• [What to produce]: Below are the records; restate all of them word for word.

Data entries:
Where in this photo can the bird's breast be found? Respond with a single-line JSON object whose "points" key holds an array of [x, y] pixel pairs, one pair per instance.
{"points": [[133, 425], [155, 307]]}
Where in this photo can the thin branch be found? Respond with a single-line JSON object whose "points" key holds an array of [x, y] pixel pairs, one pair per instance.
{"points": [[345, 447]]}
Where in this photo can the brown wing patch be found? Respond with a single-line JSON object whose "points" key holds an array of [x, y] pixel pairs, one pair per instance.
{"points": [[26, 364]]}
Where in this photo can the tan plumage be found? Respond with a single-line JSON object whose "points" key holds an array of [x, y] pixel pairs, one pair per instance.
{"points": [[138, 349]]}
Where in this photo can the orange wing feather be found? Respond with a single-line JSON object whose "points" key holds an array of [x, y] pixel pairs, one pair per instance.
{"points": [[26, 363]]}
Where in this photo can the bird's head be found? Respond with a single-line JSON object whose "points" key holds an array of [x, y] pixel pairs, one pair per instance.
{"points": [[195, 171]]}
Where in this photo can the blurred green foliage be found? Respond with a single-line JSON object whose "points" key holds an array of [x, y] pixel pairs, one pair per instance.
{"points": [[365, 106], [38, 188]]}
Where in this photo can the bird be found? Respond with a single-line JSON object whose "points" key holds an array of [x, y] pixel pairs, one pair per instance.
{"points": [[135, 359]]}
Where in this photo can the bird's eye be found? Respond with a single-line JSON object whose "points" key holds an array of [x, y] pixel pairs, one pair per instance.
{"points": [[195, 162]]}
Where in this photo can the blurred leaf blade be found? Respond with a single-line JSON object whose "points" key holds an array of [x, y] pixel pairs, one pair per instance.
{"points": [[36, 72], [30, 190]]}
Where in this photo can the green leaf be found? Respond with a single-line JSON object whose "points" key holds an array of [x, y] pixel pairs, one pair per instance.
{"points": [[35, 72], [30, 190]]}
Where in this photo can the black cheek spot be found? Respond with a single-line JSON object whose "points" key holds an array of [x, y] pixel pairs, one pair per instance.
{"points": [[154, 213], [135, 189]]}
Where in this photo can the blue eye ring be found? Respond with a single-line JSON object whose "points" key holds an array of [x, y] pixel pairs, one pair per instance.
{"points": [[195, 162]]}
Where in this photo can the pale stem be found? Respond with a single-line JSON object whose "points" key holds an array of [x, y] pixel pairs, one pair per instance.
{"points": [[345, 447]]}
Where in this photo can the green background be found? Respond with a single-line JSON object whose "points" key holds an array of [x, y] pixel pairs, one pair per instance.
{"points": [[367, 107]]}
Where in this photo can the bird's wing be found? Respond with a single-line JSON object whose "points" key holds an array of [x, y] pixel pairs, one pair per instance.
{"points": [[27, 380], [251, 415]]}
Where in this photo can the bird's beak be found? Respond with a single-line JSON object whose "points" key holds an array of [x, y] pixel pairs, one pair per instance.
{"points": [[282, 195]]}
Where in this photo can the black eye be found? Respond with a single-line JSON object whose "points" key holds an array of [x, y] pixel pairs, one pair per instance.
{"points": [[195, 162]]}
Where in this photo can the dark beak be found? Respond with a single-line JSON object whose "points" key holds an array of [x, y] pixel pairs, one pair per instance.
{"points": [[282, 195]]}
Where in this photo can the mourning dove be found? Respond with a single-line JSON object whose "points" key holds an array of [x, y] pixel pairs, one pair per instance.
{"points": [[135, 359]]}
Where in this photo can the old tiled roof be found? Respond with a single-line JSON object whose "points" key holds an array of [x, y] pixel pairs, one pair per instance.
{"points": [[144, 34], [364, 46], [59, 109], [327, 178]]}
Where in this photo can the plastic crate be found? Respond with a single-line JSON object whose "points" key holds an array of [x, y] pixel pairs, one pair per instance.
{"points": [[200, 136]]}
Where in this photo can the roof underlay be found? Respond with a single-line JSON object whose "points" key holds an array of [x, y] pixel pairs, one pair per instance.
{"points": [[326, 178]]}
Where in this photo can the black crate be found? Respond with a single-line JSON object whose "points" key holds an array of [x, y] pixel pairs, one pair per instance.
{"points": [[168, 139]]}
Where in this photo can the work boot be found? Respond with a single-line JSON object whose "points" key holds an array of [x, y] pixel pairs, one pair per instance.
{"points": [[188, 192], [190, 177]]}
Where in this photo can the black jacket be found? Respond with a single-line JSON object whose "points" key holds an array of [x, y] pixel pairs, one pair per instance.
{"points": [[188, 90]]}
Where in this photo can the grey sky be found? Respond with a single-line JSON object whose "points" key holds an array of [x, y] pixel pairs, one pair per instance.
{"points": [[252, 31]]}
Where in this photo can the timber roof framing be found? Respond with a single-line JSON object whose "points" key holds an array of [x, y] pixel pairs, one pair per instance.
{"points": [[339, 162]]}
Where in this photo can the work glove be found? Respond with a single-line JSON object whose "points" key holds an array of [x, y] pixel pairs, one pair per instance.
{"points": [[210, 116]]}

• [Completed task]:
Where in this photo can the bird's breast be found? Respond with a single-line JSON object whose "points" key holds an array of [x, y] pixel pairs, one pair per instance.
{"points": [[133, 425], [155, 307]]}
Where in this photo can the thin branch be found? Respond with a single-line JSON object whose "points" key holds an array of [x, y] pixel pairs, one pair per instance.
{"points": [[345, 447]]}
Where in this photo can the brown wing patch be found? Respond with a single-line JSON object whose "points" key holds an array of [x, y] pixel pairs, one pair per instance.
{"points": [[26, 364]]}
Where in this photo can the tan plumage be found? Respond with a single-line JSON object whose "points" key holds an array of [x, y] pixel pairs, one pair per instance.
{"points": [[138, 349]]}
Where in this photo can the orange wing feather be found? Respond with a single-line JSON object whose "points" key holds an array of [x, y] pixel pairs, one pair per instance.
{"points": [[26, 363]]}
Where in this photo can the bird's head be found? Respond with a single-line JSON object whose "points" key holds an array of [x, y] pixel pairs, one pair per instance.
{"points": [[195, 171]]}
Where in this photo can the blurred green foliage be found? Respond with a single-line JSON object whose "points" key holds an array of [x, y] pixel pairs, one pair per instance.
{"points": [[365, 106], [38, 188]]}
Where in this photo can the bird be found? Respond with a single-line JSON object whose "points" key holds an array of [x, y] pixel pairs, one pair per instance.
{"points": [[135, 359]]}
Where in this photo can the bird's eye be found? Respond with a single-line JSON object whose "points" key holds an array of [x, y] pixel pairs, one pair per instance.
{"points": [[195, 162]]}
Where in this photo can the blurred leaf blade be found? Respond with a single-line JSON object whose "points" key holds an array of [x, y] pixel pairs, one pair per instance.
{"points": [[36, 72], [30, 190]]}
Where in this photo can the green leaf be found? Respond with a single-line JSON object whose "points" key holds an array of [x, y] pixel pairs, one pair per instance.
{"points": [[35, 72], [30, 190]]}
Where in this photo can the black cheek spot be found? Respond with a single-line JSON object whose "points" key holds an array of [x, y] pixel pairs, one pair per instance.
{"points": [[154, 213], [135, 189]]}
Where in this photo can the blue eye ring be found? Respond with a single-line JSON object whose "points" key holds an array of [x, y] pixel pairs, one pair per instance.
{"points": [[195, 162]]}
Where in this photo can the pale stem be found? Respond with a single-line JSON object whose "points" key holds an array of [x, y] pixel pairs, one pair per instance.
{"points": [[345, 447]]}
Where in this photo can the green background be found? Respond with a single-line JSON object whose "points" key holds an array of [x, y] pixel pairs, one pair per instance.
{"points": [[367, 107]]}
Where in this photo can the bird's wing be found? Respond with a single-line JSON object whose "points" key holds an array of [x, y] pixel pairs, one pair per instance.
{"points": [[27, 380], [251, 415]]}
Where in this photo can the bird's beak be found? Respond with a single-line JSON object whose "points" key holds an array of [x, y] pixel pairs, one pair per instance.
{"points": [[282, 195]]}
Where in this photo can the black eye be found? Respond with a single-line JSON object whose "points" key holds an array of [x, y] pixel pairs, one pair per instance.
{"points": [[195, 162]]}
Where in this photo can the dark beak be found? Respond with a single-line JSON object whose "points" key holds an array of [x, y] pixel pairs, one pair per instance.
{"points": [[282, 195]]}
Where in this photo can the mourning dove be found? Respond with a single-line JSON object whose "points" key holds an array of [x, y] pixel pairs, one pair per instance.
{"points": [[135, 359]]}
Where in this photo can the old tiled roof be found? Respond with a single-line JSON object whose "points" key holds an array of [x, y] pixel pairs, one pair per instance.
{"points": [[144, 34], [364, 46], [59, 109], [327, 178]]}
Where in this photo can the plastic crate be found? Respond with a single-line JSON object whose "points" key holds an array of [x, y] pixel pairs, one pair per instance.
{"points": [[200, 136]]}
Where in this photo can the roof underlay be found? Respond with a single-line JSON object whose "points" key holds an array of [x, y] pixel pairs, one pair per instance.
{"points": [[326, 178]]}
Where in this photo can the black crate be found? Respond with a single-line JSON object whose "points" key holds an array of [x, y] pixel pairs, one pair per instance.
{"points": [[168, 139]]}
Where in this photo can the work boot be found? Respond with a single-line JSON object whose "points" key holds an array of [x, y] pixel pairs, one pair per instance.
{"points": [[188, 192], [190, 177]]}
Where in this photo can the black jacket be found? Respond with a single-line JSON object whose "points" key holds an array of [x, y] pixel pairs, one pair per instance.
{"points": [[188, 90]]}
Where in this photo can the grey sky be found? Respond with a single-line JSON object whose "points" key holds an array of [x, y] pixel pairs, one pair per instance.
{"points": [[252, 31]]}
Where in this photo can the timber roof framing be found? Respond with a single-line JSON object whose "points" key holds an array of [x, y] pixel pairs, one pair per instance.
{"points": [[339, 162]]}
Where in this photo can the work glove be found? Respond with a single-line JSON object whose "points" key holds an array of [x, y] pixel pairs, one pair per instance.
{"points": [[210, 116]]}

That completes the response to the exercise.